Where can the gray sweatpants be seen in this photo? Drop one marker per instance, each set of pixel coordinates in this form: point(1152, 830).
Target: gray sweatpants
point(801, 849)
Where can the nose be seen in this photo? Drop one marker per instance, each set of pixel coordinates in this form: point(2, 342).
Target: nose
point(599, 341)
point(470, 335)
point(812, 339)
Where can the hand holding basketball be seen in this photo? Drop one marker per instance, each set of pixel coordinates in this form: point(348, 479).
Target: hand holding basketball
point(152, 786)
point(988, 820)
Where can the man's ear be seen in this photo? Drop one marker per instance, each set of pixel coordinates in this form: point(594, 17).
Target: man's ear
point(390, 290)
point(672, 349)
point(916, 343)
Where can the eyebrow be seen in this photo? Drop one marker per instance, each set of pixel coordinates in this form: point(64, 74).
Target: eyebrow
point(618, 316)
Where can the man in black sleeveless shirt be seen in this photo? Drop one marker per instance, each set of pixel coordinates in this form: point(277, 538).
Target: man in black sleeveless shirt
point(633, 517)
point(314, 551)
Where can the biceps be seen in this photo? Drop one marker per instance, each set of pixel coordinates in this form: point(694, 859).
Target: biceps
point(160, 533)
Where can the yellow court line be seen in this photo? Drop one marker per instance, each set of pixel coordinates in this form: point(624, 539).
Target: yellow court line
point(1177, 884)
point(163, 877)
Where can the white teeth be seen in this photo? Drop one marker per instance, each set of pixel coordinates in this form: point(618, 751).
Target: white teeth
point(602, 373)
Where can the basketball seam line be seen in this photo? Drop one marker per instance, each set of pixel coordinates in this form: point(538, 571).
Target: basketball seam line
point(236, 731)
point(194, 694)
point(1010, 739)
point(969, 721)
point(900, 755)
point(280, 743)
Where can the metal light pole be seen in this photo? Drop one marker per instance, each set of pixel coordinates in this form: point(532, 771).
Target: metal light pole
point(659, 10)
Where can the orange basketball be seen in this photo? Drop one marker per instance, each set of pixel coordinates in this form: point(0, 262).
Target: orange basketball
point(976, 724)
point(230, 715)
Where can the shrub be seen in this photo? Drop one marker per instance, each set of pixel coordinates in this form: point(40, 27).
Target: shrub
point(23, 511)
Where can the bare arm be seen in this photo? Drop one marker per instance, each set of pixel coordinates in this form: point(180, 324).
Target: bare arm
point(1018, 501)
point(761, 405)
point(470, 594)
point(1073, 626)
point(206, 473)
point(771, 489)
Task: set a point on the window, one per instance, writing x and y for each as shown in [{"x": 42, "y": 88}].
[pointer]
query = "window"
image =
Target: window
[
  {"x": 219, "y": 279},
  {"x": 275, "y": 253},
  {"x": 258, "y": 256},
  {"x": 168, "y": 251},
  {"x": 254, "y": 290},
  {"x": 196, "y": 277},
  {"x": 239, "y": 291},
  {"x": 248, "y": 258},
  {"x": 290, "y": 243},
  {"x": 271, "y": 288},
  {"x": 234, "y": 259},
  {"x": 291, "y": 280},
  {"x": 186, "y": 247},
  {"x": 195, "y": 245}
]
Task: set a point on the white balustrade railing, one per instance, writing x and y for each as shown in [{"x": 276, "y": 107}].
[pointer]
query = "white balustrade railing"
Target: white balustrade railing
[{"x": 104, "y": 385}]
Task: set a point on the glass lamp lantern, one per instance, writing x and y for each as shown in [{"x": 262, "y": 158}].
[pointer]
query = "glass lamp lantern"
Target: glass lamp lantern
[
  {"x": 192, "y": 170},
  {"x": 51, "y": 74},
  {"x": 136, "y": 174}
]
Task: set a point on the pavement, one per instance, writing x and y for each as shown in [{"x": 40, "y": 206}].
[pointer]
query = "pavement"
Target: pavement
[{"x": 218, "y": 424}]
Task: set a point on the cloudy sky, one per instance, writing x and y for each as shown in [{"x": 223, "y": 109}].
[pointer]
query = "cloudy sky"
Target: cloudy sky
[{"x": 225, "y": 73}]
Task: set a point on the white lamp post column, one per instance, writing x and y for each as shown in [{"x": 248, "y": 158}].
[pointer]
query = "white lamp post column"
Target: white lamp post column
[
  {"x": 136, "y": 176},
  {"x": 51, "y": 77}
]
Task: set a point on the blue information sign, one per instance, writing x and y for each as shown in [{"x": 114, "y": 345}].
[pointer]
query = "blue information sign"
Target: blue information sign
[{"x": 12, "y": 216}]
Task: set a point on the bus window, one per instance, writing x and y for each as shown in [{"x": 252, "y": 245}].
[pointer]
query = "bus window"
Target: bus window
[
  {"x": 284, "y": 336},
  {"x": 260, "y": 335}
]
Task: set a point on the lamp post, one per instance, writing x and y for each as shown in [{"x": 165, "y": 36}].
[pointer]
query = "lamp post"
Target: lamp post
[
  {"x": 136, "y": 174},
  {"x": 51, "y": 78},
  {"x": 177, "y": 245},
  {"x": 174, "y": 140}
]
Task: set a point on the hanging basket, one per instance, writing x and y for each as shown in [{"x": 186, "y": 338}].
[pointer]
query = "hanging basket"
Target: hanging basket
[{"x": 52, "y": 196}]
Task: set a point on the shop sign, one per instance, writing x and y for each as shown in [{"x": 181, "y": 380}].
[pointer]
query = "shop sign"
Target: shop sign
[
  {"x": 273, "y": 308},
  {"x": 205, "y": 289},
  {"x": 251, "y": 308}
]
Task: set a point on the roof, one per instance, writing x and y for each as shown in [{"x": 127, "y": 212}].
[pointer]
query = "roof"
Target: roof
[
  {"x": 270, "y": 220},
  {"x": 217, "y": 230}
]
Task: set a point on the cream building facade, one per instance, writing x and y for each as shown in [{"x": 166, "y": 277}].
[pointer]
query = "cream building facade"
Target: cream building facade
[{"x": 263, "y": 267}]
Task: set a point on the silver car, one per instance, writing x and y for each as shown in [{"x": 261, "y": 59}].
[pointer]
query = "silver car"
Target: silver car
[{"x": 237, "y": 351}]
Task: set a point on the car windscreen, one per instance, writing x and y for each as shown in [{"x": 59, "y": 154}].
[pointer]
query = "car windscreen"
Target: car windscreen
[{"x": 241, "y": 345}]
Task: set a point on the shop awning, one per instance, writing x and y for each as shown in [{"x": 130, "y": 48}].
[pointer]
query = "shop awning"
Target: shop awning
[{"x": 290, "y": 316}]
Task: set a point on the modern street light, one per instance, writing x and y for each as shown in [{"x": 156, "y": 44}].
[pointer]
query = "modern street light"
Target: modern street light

------------------------------------------------------------

→ **Activity**
Locate all lines in the listing above with the word "modern" and copy them.

→ **Exercise answer**
Task: set a point on the modern street light, one per instance, writing x and y for each as shown in [{"x": 156, "y": 44}].
query = "modern street light"
Target: modern street light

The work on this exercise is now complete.